### Excerpted text ###

Personal information
- Born: Harold Joffre Tyrie 3 August 1915 Dunedin, New Zealand
- Died: 22 February 2007 (aged 91) Christchurch, New Zealand
- Weight: 90 kg (198 lb)
- Spouse: Phyllis Mary McClelland ​ ​(m. 1940; died 1998)​

Sport
- Country: New Zealand
- Sport: Athletics

Achievements and titles
- National finals: 440 yd champion (1936, 1939, 1940)

Medal record
Men's athletics
Representing New Zealand
British Empire Games
| Bronze medal – third place | 1938 Sydney | 4 x 440 yard relay |
- Rugby player

Rugby union career
- Position: Second-row forward

Senior career
- Years: Team / Apps / (Points)
- –: Southern RUFC

Provincial / State sides
- Years: Team / Apps / (Points)
- 1938, 1941: Otago / 2

= Harold Tyrie =

Harold Joffre Tyrie (3 August 1915 - 22 February 2007) was a New Zealand track and field athlete who won a bronze medal at the 1938 British Empire Games. He also played representative rugby union for .

==Early life and family==
Born in Dunedin on 3 August 1915, Tyrie was the son of William Leslie Tyrie and Annie Tyrie (née Miller). He was educated at Otago Boys' High School from 1929 to 1932. On 27 September 1940, he married Phyllis Mary McClelland at St John's Church, Millers Flat, and the couple went on to have three daughters.

==Athletics==
Representing Otago, Tyrie won the New Zealand national 440 yards title three times: in 1936, 1939, and 1940. At the 1938 British Empire Games in Sydney, he finished sixth in the final of the men's 440 yards, and was a member of the New Zealand quartet in the men's 4 x 440 yards relay that won the bronze medal.

He later turned to coaching, and trained athletes including Don Jowett and Robin Tait.

==Rugby union==
A second-row forward from the Southern Rugby Football Club in Dunedin, Tyrie played two representative rugby union games for Otago, in 1938 and 1941.

==Military service==
Tyrie graduated from the 12th Officer Cadet Training Unit in September 1942 and was commissioned as a temporary second lieutenant in the New Zealand Infantry. Later, in 1944, with the rank of corporal, Tyrie was wounded in Italy while serving with the 2nd New Zealand Expeditionary Force.

==Later life and death==
In later life, Tyrie was a ceramic artist of some note. He died in Christchurch on 22 February 2007.

### Data to examine ###

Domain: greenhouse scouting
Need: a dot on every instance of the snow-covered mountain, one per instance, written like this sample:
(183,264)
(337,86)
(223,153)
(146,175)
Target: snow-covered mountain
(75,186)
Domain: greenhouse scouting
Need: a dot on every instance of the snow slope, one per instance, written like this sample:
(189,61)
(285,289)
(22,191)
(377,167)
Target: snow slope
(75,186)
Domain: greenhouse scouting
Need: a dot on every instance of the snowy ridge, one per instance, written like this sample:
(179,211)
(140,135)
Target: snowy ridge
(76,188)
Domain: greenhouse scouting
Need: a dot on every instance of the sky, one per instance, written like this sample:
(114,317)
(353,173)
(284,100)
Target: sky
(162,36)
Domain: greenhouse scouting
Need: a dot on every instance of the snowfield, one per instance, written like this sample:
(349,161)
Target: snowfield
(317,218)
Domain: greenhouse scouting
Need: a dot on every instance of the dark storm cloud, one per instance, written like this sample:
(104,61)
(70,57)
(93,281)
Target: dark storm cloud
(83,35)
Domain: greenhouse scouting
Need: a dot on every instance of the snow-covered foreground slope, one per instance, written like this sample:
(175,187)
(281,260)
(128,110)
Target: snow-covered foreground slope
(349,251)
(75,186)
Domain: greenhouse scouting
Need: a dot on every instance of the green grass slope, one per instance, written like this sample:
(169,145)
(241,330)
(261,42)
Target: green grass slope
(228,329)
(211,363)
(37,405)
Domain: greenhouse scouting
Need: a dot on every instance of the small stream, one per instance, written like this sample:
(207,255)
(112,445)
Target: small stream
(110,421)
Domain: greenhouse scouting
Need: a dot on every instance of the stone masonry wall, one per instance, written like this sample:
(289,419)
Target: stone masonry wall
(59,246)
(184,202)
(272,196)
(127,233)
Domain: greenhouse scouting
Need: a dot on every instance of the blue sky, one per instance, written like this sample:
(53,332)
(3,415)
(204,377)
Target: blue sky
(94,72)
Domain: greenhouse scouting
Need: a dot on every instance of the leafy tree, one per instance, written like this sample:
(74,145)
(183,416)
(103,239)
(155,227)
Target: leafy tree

###

Required tasks:
[1] Using the Harold Tyrie biography, answer each question:
(a) Which school did Tyrie attend, and during which years?
(b) In what place did he finish in the final of the men's 440 yards at the 1938 British Empire Games?
(c) In which country was he wounded in 1944?
[2] Transcribe the Harold Tyrie biography between "Senior career" and "union for .", inclusive.
These entries are separate material, unrelated to the Harold Tyrie biography.

Task-by-task answers:
[1]
(a) Otago Boys' High School, from 1929 to 1932.
(b) Sixth.
(c) Italy.

[2]
Senior career
- Years: Team / Apps / (Points)
- –: Southern RUFC

Provincial / State sides
- Years: Team / Apps / (Points)
- 1938, 1941: Otago / 2

= Harold Tyrie =

Harold Joffre Tyrie (3 August 1915 - 22 February 2007) was a New Zealand track and field athlete who won a bronze medal at the 1938 British Empire Games. He also played representative rugby union for .